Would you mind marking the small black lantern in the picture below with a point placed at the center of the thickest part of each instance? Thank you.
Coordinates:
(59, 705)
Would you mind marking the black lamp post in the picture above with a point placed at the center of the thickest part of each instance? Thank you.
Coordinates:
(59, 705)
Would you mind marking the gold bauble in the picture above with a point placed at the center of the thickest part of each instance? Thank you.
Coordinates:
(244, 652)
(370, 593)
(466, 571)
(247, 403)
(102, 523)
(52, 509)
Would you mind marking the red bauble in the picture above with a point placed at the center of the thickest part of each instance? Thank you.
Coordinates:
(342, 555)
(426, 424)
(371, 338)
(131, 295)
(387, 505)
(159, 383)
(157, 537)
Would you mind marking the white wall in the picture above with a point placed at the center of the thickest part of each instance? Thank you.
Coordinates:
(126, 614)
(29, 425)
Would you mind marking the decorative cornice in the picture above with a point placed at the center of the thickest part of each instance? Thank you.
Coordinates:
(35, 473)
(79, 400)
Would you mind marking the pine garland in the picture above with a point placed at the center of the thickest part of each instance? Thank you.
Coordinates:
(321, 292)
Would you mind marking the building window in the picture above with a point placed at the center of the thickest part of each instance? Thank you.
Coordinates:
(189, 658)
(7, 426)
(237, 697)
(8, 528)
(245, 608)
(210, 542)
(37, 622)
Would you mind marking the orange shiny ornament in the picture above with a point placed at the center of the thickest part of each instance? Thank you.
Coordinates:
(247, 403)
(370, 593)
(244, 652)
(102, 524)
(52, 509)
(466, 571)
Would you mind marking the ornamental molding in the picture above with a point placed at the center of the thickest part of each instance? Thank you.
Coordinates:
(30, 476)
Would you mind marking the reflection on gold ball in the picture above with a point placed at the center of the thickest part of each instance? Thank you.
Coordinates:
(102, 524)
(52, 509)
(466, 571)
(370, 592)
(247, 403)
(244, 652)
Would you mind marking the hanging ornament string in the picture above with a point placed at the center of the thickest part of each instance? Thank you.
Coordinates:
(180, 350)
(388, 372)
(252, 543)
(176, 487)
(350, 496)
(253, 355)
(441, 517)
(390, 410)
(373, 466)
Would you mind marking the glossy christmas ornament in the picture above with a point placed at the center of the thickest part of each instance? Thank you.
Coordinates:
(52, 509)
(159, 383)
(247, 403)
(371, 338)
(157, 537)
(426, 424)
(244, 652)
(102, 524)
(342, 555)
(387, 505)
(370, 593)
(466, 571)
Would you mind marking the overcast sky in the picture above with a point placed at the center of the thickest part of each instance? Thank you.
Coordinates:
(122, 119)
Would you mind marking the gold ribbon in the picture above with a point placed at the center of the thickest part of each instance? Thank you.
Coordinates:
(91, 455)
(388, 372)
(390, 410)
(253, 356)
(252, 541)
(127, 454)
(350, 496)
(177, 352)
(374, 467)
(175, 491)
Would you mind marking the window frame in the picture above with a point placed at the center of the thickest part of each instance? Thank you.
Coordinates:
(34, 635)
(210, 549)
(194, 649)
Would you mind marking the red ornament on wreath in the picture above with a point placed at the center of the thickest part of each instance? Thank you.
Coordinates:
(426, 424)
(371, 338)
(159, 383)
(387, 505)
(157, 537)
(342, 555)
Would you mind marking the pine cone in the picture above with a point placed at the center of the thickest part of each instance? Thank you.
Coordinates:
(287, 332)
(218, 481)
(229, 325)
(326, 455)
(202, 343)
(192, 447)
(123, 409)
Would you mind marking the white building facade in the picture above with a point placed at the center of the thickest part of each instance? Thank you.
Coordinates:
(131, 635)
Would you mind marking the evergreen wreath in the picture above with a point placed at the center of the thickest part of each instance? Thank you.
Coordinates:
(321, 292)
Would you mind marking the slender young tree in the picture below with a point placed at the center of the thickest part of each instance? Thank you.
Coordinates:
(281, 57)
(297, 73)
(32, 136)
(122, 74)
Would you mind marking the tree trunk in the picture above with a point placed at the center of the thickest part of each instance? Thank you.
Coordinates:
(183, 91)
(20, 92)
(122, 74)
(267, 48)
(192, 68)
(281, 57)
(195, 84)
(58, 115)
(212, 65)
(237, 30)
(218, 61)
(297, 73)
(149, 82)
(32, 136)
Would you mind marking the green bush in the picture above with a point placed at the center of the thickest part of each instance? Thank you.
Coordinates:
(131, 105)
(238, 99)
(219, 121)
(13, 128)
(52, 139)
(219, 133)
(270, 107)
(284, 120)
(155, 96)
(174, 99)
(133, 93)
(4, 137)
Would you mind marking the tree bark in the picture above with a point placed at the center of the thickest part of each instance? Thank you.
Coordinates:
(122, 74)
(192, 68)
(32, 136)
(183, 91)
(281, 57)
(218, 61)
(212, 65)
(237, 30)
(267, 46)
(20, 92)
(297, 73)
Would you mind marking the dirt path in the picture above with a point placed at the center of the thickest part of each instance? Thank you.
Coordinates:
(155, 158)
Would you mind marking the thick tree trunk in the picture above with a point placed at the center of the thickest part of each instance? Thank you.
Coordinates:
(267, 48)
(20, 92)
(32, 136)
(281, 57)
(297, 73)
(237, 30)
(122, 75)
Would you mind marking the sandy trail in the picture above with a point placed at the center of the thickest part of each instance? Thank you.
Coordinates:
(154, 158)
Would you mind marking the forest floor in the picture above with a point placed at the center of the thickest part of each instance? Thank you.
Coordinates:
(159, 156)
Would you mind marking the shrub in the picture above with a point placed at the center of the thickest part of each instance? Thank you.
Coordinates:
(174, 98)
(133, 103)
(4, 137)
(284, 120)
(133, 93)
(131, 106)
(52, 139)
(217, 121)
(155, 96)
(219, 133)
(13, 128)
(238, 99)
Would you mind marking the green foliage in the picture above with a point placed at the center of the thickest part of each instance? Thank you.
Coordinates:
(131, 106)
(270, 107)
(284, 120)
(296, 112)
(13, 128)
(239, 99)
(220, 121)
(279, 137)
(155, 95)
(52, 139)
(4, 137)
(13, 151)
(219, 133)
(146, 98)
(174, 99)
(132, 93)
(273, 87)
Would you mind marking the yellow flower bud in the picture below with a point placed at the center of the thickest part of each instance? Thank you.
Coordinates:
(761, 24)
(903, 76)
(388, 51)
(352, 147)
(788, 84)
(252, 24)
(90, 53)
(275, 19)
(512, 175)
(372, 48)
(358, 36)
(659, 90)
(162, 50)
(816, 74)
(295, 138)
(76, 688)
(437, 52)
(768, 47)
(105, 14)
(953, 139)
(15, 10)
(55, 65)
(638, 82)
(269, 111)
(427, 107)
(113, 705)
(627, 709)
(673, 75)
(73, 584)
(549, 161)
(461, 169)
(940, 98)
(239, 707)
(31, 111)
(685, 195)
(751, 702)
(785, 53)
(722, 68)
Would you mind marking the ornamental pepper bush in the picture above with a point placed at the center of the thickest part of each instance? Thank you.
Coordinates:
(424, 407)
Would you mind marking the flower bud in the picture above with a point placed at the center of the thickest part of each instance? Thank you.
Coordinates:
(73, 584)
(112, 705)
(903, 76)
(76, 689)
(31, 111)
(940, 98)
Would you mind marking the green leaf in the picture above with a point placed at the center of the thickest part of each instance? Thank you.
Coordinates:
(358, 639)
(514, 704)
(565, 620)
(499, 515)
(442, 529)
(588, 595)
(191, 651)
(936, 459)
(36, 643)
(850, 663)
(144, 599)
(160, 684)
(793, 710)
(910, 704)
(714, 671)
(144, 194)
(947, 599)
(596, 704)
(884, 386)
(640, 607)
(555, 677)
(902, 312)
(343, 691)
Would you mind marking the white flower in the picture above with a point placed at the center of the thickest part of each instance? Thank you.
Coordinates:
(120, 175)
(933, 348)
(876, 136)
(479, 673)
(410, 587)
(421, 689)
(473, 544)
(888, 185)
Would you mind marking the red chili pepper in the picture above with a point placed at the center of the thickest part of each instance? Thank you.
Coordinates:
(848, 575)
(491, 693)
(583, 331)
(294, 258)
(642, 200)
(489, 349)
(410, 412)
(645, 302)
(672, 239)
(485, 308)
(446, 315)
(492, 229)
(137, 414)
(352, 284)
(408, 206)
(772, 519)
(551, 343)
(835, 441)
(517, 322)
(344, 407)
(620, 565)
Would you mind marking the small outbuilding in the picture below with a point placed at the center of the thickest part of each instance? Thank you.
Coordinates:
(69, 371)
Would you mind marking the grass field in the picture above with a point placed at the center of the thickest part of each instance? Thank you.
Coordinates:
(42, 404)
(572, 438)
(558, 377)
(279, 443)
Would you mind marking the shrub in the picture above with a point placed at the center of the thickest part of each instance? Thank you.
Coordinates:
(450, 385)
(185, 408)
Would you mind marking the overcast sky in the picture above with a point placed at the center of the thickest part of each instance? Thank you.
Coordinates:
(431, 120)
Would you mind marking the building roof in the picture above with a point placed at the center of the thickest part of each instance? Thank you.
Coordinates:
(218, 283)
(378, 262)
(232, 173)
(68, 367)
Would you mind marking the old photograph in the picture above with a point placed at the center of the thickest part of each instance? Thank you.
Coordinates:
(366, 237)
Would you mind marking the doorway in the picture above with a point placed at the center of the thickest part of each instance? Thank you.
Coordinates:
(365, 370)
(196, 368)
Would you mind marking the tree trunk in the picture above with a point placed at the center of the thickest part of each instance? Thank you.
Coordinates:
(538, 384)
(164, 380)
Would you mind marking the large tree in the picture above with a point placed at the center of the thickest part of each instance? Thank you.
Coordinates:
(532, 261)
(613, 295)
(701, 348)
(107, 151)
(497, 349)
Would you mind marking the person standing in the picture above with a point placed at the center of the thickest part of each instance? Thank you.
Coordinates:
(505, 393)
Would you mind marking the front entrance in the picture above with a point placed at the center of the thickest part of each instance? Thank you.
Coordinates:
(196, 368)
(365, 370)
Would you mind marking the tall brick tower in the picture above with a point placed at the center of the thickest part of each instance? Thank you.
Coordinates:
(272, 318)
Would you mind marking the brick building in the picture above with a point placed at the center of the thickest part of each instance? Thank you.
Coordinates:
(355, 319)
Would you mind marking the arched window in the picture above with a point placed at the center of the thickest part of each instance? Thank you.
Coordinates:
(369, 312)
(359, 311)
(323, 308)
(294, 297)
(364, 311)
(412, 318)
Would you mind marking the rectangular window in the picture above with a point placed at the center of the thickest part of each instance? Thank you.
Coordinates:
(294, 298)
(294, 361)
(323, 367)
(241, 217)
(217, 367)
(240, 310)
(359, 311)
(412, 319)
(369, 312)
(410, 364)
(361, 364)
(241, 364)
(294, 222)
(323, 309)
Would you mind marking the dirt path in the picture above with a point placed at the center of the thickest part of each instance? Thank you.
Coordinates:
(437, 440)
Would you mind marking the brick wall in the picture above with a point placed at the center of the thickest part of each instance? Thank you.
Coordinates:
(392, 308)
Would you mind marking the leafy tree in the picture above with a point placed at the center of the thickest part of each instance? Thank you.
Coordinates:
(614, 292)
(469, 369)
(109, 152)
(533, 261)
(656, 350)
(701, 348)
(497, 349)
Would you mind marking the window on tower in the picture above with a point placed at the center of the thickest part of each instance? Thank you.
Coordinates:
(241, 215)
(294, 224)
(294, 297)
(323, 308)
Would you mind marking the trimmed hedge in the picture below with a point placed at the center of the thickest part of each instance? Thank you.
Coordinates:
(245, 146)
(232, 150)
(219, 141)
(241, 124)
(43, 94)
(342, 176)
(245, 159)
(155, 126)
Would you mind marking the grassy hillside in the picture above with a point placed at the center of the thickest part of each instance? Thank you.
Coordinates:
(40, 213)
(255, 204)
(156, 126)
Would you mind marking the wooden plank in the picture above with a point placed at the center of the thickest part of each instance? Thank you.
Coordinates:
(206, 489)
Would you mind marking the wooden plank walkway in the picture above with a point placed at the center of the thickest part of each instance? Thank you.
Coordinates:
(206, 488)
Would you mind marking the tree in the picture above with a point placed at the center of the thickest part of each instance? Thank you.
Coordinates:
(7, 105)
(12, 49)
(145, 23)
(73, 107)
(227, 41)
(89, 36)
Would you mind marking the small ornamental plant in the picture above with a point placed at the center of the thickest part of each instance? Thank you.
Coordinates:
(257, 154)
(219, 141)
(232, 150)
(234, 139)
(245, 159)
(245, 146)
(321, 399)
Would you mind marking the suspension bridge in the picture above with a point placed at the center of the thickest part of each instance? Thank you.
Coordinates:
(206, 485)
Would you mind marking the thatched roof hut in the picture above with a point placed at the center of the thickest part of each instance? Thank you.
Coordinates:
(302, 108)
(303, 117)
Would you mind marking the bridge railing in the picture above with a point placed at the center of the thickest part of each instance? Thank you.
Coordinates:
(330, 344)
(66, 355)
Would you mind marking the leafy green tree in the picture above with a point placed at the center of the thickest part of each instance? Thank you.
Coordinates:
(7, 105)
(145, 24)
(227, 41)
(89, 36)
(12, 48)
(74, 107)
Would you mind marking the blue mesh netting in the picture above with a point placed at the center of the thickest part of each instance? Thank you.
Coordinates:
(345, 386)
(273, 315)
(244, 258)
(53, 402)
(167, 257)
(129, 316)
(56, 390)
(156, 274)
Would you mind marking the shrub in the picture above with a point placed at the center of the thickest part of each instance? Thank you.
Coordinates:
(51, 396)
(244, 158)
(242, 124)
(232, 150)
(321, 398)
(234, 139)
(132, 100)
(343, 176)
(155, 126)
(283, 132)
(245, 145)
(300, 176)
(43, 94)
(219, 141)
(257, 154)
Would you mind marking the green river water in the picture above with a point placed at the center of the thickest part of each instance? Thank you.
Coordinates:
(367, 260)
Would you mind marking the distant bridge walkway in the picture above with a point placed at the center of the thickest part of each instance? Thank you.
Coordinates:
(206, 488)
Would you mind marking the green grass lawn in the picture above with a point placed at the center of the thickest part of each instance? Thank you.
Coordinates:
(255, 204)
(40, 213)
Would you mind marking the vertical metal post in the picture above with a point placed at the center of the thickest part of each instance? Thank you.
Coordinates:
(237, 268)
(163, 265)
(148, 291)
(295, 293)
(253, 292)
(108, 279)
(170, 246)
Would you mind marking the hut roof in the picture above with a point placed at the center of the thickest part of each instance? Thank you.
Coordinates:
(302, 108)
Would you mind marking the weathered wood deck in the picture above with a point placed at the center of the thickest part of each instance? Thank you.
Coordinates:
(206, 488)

● ● ●

For the string "post", show each line of the listing where it appears.

Would you mind marking the black lamp post in the picture above with a point placed at the center of the thickest part of each instance? Thank you.
Would you mind marking the vertical metal post in the picture above with a point placed at the center of the thickest part of each instance? Thank you.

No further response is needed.